# Material supplied:
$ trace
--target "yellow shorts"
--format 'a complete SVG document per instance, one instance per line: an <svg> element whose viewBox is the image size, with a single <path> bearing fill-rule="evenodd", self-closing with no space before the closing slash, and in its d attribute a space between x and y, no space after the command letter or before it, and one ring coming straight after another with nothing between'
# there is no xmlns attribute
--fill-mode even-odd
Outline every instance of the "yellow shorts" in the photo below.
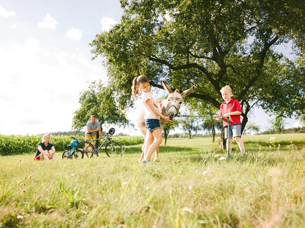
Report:
<svg viewBox="0 0 305 228"><path fill-rule="evenodd" d="M96 139L96 135L92 135L92 138L93 138L93 140L94 140L95 139ZM86 140L86 141L87 141L88 142L89 142L90 141L91 141L92 139L91 139L91 136L88 136L88 135L87 135L86 134L85 135L85 140ZM93 144L95 144L95 143L93 143L93 142L92 142L90 143L90 144L92 144L92 146L93 146L94 147L94 146L93 145Z"/></svg>

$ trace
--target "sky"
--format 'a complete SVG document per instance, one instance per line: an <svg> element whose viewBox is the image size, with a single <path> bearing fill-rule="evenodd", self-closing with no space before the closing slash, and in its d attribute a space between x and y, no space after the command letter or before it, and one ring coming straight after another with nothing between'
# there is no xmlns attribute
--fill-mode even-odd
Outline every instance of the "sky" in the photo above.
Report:
<svg viewBox="0 0 305 228"><path fill-rule="evenodd" d="M115 0L0 0L0 134L71 130L80 93L88 83L107 80L101 58L91 60L88 44L119 23L122 12ZM288 46L277 48L289 56ZM138 99L127 114L135 126L141 106ZM249 119L262 129L272 118L256 108ZM291 127L298 121L286 122ZM135 127L102 126L112 127L141 135Z"/></svg>

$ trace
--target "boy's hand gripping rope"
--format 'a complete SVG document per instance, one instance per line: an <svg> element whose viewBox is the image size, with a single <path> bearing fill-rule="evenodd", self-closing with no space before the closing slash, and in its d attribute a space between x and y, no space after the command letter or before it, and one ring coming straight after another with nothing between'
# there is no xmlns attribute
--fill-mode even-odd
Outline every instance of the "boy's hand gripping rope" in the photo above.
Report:
<svg viewBox="0 0 305 228"><path fill-rule="evenodd" d="M214 116L188 116L186 115L176 115L176 116L178 117L213 117L214 118ZM224 121L227 121L228 122L228 157L230 157L230 131L229 131L229 126L230 125L229 124L229 118L227 118L227 119L225 120L224 118L225 118L225 117L224 117L223 115L221 116L217 116L217 117L221 117L221 119L222 119Z"/></svg>

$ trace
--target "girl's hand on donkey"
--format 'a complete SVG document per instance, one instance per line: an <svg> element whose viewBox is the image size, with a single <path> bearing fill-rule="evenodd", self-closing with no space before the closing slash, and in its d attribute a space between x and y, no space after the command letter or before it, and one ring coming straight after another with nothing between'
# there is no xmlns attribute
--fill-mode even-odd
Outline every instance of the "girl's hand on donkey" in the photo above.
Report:
<svg viewBox="0 0 305 228"><path fill-rule="evenodd" d="M165 120L166 122L168 123L174 123L174 121L170 119L170 118L168 116L164 116L163 119Z"/></svg>

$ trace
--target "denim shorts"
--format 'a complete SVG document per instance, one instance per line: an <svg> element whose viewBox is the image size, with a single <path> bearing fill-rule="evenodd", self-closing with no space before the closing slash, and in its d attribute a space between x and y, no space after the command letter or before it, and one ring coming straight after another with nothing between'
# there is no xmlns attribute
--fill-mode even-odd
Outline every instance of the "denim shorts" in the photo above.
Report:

# Exercise requirements:
Reproduce every entry above, replacing each occurrence of "Outline" with "Trace" and keeping everything else the same. Leave the pictures out.

# Response to this exercise:
$ trace
--target "yellow shorts"
--format 'a complete SVG document per instance, one instance per line: an <svg> element whose viewBox is the image size, with a single <path> bearing fill-rule="evenodd", self-closing with no space before the closing slash, and in its d attribute a space between x and y, no space after the command letter or before it, and one ring coming straight after another with nothing between'
# there is no xmlns attribute
--fill-mode even-odd
Trace every instance of the "yellow shorts" in the photo below.
Report:
<svg viewBox="0 0 305 228"><path fill-rule="evenodd" d="M96 139L96 135L92 135L92 138L93 138L93 140L94 140L95 139ZM86 140L86 141L87 141L88 142L89 142L90 141L91 141L92 139L91 139L91 136L88 136L88 135L87 135L86 134L85 135L85 140ZM93 144L95 144L95 143L93 143L93 142L92 142L90 143L90 144L92 144L92 146L93 146L94 147L94 146L93 145Z"/></svg>

$ trace
--target "sky"
--format 'a complete SVG document per instance, one instance per line: an <svg> element whose viewBox is the image size, with a single <path> bearing fill-rule="evenodd", self-closing with no space before the closing slash, and in its d attribute a space between x and y, no space after the command letter or before it, and one ring coming straight after another with nothing between'
# there is no xmlns attribute
--fill-mode even-odd
Trace every instance of the "sky" in the photo above.
Report:
<svg viewBox="0 0 305 228"><path fill-rule="evenodd" d="M115 0L0 0L0 134L71 130L80 93L88 83L107 80L101 58L91 60L88 44L119 23L122 12ZM288 46L277 48L289 56ZM138 99L127 114L135 126L141 106ZM249 119L262 129L272 118L256 108ZM291 127L298 121L286 122ZM135 127L102 126L112 127L141 135Z"/></svg>

$ trace
--target "boy's hand gripping rope"
--format 'a complete SVG document per instance, one instance per line: an <svg> element whose viewBox is the image size, with a single <path> bearing fill-rule="evenodd", self-closing with no space before the closing slash, and in its d attribute a space between x and y, no space after the command letter or before it, and one ring coming straight after another with nothing between'
# there is no xmlns attribute
--fill-mode even-odd
Trace every instance of the "boy's hand gripping rope" in the photo above.
Report:
<svg viewBox="0 0 305 228"><path fill-rule="evenodd" d="M214 116L188 116L186 115L176 115L176 116L178 117L213 117L214 118ZM224 121L227 121L228 122L228 157L230 157L230 131L229 131L229 126L230 125L229 124L229 118L227 118L227 119L225 120L224 118L225 118L225 117L224 117L223 115L221 116L217 116L217 117L221 117L221 119L222 119Z"/></svg>

$ trace
--target "girl's hand on donkey"
--format 'a complete SVG document per instance, one instance per line: an <svg> element whose viewBox is the image size, with a single <path> bearing fill-rule="evenodd", self-closing with no space before the closing slash, and in its d attribute a space between x and y, no space after the command letter or before it, and one ring coming straight after another with nothing between'
# there is no xmlns attribute
--fill-mode even-odd
Trace every instance of the "girl's hand on donkey" in the photo above.
Report:
<svg viewBox="0 0 305 228"><path fill-rule="evenodd" d="M165 120L166 122L168 123L174 123L174 121L170 119L170 118L168 116L164 116L163 119Z"/></svg>

$ trace
--target "denim shorts"
--format 'a complete SVG document per instance, one instance per line: an <svg> element whose viewBox is the image size, with a single <path> bearing fill-rule="evenodd", self-closing with no space before the closing slash, and in its d attribute a space between x and y, no space after the command letter or before it, and one ring coming straight after another with nothing between'
# there is no xmlns attribute
--fill-mode even-odd
Trace every instance of the "denim shorts" in the photo above.
Report:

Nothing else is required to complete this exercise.